__SELECTED PASSAGE__
This seems like one would in effect require anyone that has some "lock" on media to provide for more or less a backdoor to the software. As for keeping it private until needed, I just see far to big of a chance that it will end up as a "oops, we could not find it" or "sorry, seems it doesn't really work". Especially in case of someone buying out a company as it could be seen as a big cut in the value of what one buy.
Heck, not even in cases were there is no bankrupcy or buyout companies simply close down such authetification systems. So far it seems to mostly be in the music business. But I think it shows that there will be many cases were they won't care about unlocking or helping out old customers. The idea is nice but I can't see how it will really work. And when one starts to think of it in a more international way, it will work even less I think.
>Nonsense. You are gaining utility without compensating the creators, and that's not right.
Are you saying one should never "gaining utility" without compensating the creator? That must mean you are of the opinion that giving something away is never ok by you? If I visit your house, I suppose I need to stand up as I can't sit in your sofa? Of course, on the other hand, I can't lend you the good book I read the other week since then you would "gain utility" reading it without compensating the creator. When you turn on the music, I should use my earplugs so I don't gain utility without paying the creators. The good thing is, only I can eat the food I brought with my car since otherwise you would gain utility wihtout compensating my car manufacturer. The story I heard the other day on the buss will of course stay with me, I can't chare that one with you since I don't know how to compensate the "creator" of it. To be honest, I will probably not even be allowed to enter your house since I gained utility of a whole bunch of stuff my brother gave me when he moved into his girlfriends house that he needed no more and I didn't pay anything to the creators, yet I gained tonds of utility.... I must be such a major offender to you. Problem solved with the sofa at least.
>Legislate that all authentication mechanisms like this be phased >out if the company is going under, or face serious consequences, >like full refunds to EVERYONE who bought the game, even if it >were ten years ago.
You seriously suggest that if a company for example goes bankrup they shoould be fined unless they first phase out their activation mechanism? That will work out great I am sure, because such companies has so much extra money they don't know what to do with.

__GIVEN INSTRUCTION 1__
In the forum comment, write out the passage starting with "Heck, not even" and going on through "less I think.", swapping "music business" for "film business".
__GIVEN INSTRUCTION 2__
According to the forum comment, who gave the writer a whole bunch of stuff for which nothing was paid to the creators?

__SOURCE MATERIAL__
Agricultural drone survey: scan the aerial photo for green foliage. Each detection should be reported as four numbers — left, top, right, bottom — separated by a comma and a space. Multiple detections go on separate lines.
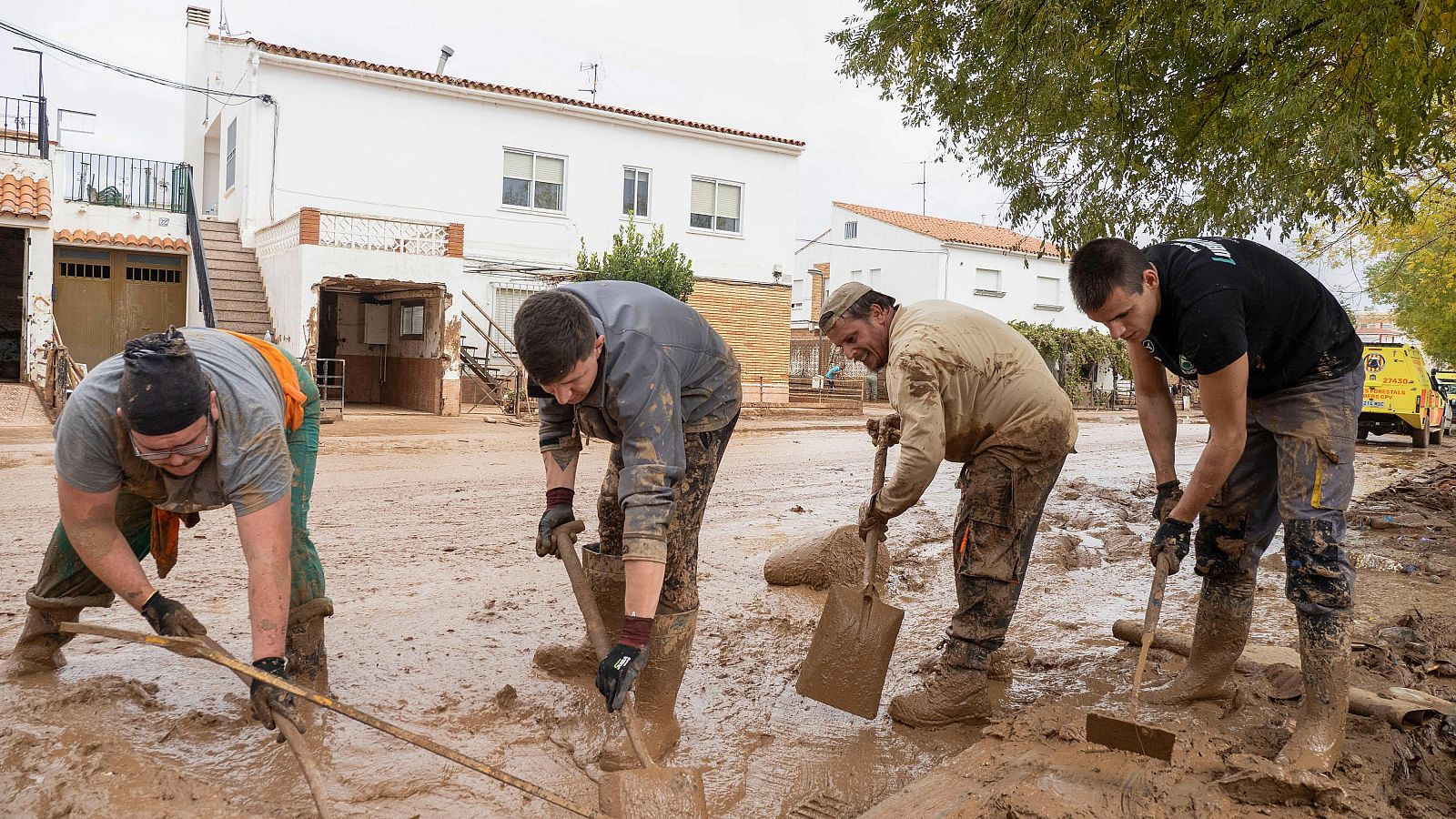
577, 218, 693, 298
1009, 319, 1131, 402
828, 0, 1456, 248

__REPLY 1__
Heck, not even in cases were there is no bankrupcy or buyout companies simply close down such authetification systems. So far it seems to mostly be in the film business. But I think it shows that there will be many cases were they won't care about unlocking or helping out old customers. The idea is nice but I can't see how it will really work. And when one starts to think of it in a more international way, it will work even less I think.

__REPLY 2__
The writer's brother gave it when he moved into his girlfriend's house and no longer needed it.